**SUPPLIED ENTRIES:**
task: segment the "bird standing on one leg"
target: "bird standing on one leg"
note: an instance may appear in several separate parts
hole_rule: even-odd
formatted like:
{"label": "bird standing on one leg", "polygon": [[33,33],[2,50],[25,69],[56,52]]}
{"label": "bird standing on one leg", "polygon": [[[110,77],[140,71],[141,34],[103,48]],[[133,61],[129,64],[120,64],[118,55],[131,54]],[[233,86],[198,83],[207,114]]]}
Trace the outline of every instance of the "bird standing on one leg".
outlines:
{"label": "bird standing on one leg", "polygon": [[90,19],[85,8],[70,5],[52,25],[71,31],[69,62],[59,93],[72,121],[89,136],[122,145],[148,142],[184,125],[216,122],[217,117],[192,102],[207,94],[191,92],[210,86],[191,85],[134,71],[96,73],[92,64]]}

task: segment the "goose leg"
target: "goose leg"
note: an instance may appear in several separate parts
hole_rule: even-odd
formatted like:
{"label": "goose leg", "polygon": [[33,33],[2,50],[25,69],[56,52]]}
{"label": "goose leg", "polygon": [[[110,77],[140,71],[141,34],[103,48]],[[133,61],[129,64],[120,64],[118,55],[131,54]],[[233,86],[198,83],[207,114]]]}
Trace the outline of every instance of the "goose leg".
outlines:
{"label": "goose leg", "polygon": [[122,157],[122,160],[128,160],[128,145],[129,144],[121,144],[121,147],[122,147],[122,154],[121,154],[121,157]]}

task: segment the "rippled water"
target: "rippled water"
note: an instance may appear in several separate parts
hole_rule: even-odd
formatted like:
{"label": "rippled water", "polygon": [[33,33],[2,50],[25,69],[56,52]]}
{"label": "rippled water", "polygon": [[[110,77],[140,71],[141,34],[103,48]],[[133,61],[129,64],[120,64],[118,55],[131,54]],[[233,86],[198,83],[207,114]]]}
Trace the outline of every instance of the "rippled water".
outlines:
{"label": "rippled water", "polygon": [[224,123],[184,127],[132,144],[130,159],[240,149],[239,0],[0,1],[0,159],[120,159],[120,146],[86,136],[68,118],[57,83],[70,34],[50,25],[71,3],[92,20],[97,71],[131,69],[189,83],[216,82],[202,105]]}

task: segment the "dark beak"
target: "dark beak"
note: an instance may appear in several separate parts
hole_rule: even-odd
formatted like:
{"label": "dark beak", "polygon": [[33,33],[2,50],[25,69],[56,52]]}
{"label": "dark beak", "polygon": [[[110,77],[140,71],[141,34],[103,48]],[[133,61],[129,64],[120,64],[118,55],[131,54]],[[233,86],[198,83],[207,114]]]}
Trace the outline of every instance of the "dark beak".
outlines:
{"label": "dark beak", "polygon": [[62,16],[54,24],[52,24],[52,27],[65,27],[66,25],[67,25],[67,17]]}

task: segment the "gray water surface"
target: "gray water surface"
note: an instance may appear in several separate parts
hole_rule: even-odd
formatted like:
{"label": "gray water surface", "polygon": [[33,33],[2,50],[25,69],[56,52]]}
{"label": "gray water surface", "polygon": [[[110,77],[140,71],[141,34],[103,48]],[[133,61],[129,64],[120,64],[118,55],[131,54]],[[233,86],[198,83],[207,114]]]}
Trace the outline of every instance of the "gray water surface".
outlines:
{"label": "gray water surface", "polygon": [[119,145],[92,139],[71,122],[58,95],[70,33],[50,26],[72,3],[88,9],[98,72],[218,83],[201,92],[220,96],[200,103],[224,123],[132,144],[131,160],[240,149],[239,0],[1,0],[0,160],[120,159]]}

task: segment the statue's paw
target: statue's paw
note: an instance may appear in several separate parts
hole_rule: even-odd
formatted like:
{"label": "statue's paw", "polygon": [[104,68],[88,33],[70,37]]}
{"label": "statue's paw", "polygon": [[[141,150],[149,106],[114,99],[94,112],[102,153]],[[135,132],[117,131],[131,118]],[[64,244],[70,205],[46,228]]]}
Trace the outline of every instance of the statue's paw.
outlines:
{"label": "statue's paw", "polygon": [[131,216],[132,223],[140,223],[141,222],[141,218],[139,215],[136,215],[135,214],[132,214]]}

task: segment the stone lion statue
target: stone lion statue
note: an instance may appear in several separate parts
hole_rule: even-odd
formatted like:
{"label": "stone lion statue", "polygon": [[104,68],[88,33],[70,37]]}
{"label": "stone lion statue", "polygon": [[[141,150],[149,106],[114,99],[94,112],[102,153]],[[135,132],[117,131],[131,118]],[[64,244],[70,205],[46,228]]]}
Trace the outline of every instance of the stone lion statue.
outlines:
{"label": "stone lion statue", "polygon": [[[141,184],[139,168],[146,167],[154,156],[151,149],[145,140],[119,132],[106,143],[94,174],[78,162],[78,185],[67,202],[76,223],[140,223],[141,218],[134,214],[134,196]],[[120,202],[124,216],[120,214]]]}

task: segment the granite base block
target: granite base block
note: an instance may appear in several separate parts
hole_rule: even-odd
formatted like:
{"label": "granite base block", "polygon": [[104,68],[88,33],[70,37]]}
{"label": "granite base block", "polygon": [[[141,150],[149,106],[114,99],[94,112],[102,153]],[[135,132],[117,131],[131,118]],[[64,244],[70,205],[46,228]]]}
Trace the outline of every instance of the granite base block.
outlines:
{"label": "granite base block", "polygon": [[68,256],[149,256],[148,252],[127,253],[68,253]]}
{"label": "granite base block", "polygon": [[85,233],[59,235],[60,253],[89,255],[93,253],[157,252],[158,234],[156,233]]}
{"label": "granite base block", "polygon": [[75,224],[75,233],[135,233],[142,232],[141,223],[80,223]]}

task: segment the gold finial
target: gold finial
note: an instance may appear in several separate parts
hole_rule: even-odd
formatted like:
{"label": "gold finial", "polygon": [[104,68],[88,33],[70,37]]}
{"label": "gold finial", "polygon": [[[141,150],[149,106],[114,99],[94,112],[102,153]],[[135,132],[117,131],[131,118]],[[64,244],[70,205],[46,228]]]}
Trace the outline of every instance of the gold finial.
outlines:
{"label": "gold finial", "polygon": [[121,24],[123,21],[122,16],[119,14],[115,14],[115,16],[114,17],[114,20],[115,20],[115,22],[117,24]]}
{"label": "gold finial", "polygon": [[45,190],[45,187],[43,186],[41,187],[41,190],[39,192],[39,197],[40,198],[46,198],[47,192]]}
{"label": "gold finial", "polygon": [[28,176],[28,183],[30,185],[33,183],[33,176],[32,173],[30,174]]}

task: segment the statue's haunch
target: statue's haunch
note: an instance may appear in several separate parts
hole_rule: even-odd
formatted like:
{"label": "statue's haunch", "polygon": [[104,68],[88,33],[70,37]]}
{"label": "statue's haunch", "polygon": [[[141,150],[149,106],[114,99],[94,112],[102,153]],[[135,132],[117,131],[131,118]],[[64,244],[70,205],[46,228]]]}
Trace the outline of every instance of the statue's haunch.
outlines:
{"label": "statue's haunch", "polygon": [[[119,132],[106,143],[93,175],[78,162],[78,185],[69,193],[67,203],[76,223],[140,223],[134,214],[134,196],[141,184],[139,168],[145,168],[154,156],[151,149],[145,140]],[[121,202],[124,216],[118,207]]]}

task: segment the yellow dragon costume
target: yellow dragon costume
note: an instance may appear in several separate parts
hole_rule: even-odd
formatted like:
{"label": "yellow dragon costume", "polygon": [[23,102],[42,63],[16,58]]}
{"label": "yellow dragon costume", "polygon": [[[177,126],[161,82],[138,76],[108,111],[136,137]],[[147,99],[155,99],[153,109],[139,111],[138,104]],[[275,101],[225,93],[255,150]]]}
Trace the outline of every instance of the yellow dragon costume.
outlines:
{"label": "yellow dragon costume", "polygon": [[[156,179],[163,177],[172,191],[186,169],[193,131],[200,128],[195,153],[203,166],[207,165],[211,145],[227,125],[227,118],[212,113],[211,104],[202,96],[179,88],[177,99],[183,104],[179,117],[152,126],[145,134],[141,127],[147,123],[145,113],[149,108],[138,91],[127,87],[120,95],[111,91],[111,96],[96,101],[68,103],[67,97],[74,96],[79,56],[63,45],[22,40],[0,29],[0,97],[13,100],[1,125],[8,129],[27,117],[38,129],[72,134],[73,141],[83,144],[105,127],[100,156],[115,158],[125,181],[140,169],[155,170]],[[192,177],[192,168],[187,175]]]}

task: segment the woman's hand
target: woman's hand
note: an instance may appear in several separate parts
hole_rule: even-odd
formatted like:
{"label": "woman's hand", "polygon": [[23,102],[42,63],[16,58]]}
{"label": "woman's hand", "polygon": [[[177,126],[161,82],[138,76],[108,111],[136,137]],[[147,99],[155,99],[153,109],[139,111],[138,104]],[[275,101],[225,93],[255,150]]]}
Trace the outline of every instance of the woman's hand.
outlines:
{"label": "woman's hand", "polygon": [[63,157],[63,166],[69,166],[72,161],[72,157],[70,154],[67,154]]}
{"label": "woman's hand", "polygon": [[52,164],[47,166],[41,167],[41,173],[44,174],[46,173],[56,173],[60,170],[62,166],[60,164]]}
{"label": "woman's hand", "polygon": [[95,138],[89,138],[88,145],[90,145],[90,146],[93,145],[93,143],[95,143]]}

**WHAT YOU NEED TO DO:**
Determine how many lines of the items above contain the string "yellow", treating uppercase and lowercase as distinct. Give only that number.

**RESPONSE:**
6